* _SET PROBLEM_
Repeat the items below with every occurrence of "innermost point" swapped for "deepest interior point", changing nothing else.

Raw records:
● ● ● ● ● ● ●

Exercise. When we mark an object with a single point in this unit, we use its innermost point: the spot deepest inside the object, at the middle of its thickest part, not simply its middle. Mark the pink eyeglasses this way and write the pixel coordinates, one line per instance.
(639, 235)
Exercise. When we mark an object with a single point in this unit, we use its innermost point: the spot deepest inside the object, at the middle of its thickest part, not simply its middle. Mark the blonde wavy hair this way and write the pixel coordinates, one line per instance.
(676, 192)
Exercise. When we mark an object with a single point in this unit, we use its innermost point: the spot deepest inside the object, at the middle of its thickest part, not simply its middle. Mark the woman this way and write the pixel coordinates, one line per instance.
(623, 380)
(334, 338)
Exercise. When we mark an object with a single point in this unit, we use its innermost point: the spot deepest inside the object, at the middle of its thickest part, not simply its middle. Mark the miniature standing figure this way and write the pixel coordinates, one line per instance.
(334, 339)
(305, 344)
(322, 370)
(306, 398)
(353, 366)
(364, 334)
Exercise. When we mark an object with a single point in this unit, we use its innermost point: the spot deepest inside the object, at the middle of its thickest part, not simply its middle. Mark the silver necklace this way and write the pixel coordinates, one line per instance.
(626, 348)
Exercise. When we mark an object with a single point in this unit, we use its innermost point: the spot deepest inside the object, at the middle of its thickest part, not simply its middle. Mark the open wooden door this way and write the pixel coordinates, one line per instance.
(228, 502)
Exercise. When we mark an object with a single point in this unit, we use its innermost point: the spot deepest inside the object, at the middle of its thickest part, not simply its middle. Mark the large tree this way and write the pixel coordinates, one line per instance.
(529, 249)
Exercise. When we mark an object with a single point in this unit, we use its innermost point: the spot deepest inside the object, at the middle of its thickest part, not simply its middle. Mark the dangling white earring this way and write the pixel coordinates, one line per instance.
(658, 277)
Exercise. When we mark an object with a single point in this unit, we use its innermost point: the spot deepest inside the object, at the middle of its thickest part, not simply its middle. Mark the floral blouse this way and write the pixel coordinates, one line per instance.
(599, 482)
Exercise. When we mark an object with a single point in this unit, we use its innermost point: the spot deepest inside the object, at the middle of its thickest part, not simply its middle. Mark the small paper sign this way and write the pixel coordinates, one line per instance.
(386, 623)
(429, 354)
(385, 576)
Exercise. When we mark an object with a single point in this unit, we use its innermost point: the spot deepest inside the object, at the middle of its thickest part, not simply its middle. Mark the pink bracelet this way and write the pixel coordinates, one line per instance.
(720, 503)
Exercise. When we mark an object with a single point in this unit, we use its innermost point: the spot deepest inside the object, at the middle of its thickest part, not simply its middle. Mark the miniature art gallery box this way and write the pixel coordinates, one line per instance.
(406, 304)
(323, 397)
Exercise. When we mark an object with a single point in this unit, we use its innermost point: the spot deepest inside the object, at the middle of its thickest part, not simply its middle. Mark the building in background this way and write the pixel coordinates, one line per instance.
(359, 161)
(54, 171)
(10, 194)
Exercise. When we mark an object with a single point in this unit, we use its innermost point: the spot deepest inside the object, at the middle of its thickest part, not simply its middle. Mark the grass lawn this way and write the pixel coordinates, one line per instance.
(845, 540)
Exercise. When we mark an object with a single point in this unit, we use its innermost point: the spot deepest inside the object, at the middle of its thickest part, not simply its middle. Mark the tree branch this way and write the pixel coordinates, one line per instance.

● ● ● ● ● ● ●

* _WORKED ANSWER_
Exercise. When we mark an object with a single point in this unit, we use its deepest interior point: the spot deepest inside the object, at the middle of its thickest part, not simply its middle. Mark the pink eyeglasses this way and write the pixel coordinates, one line per instance.
(639, 235)
Exercise. When we mark an object with a single point in this unit, we use its deepest interior point: the spot deepest inside the object, at the middle of its thickest part, not simply its middle. Mark the blonde wavy hair this way and write the pixel coordinates, one line per instance.
(676, 192)
Exercise. When we mark an object with a single point in this unit, we use its deepest interior point: the spot deepest inside the object, at the middle of its thickest part, not simply its middle. Mark the woman this way and write the pixel coordinates, one line per instance.
(623, 380)
(334, 338)
Exercise. When we mark an object with a single point in this unit, we use its deepest interior point: the spot deepest inside the object, at the middle of its thickest part, not simply its middle. Mark the miniature standing figure this way and write the pixel coordinates, one line per instance.
(334, 339)
(305, 344)
(322, 370)
(306, 398)
(353, 366)
(364, 334)
Exercise. When we mark an object with a single point in this unit, we use its deepest interior point: the spot deepest inside the object, at the middle of its thickest part, not simply its middle. Mark the silver necklace this way and write the pixel coordinates, one line per instance.
(626, 348)
Exercise. When we mark an object with a single point in this unit, we use its deepest interior point: the spot deepest inside the object, at the middle of its thickest part, not simply its middle. Mark the open wooden door this way and write the pixel coordinates, one line per instance.
(228, 502)
Exercise. When we mark an object with a single point in this unit, we use its deepest interior point: the spot deepest inside the object, at the middle of its thickest part, not simply its middle. Mark the large tree this way and write the pixel coordinates, one line per instance.
(529, 249)
Exercise. When we mark an object with a single point in this unit, we use its deepest interior point: the spot deepest inside the object, at the middle of its thickest part, not simply its middle. Mark the dangling white earring this way and write the pixel coordinates, one line per instance.
(658, 277)
Exercise. When we mark an object with a single point in this unit, we use its deepest interior point: the spot deepest inside the object, at the middle of its thickest part, not simply its middle. Mark the floral blouse this way and write the pixel coordinates, one line per instance.
(599, 482)
Exercise. When we mark an object with a single point in this unit, we use its deepest interior point: the spot deepest inside the object, at the middle of its thickest part, not simply its middle. Mark the small paper sign this way and write the pixel coordinates, one line per instance.
(386, 623)
(429, 354)
(385, 576)
Exercise. When we mark an object with a single point in this unit, we use its deepest interior point: the spot deepest inside the object, at the middle of its thickest part, not simply its middle. Mark the pink bracelet this way and write the pixel coordinates, one line per instance.
(720, 503)
Exercise. When we mark an object with a single point in this unit, we use its deepest interior point: the spot deepest inside the object, at the middle of its thickest part, not simply its middle. Mark the miniature art gallery box this way and write the pixel coordinates, one line per instance.
(406, 304)
(323, 397)
Exercise. When we mark an object with a single point in this unit, we use its deepest interior point: the spot deepest inside the object, at the middle of its thickest part, not simply its middle. Mark the building in background this way and write the pixel coordinates, one line per instance.
(359, 161)
(54, 171)
(10, 194)
Exercise. When we mark an object with a single point in this unit, we use its deepest interior point: the spot deepest inside the object, at the middle of its thickest part, not simply its middle. Mark the grass lawn this way and write the pixel coordinates, one line per instance.
(845, 540)
Exercise. When we mark an object with a single point in this unit, we use its deepest interior point: the spot deepest inside the object, at the middle of its thickest part, not simply its middle. Mark the tree branch this way and write the pixel coordinates, one line per instance.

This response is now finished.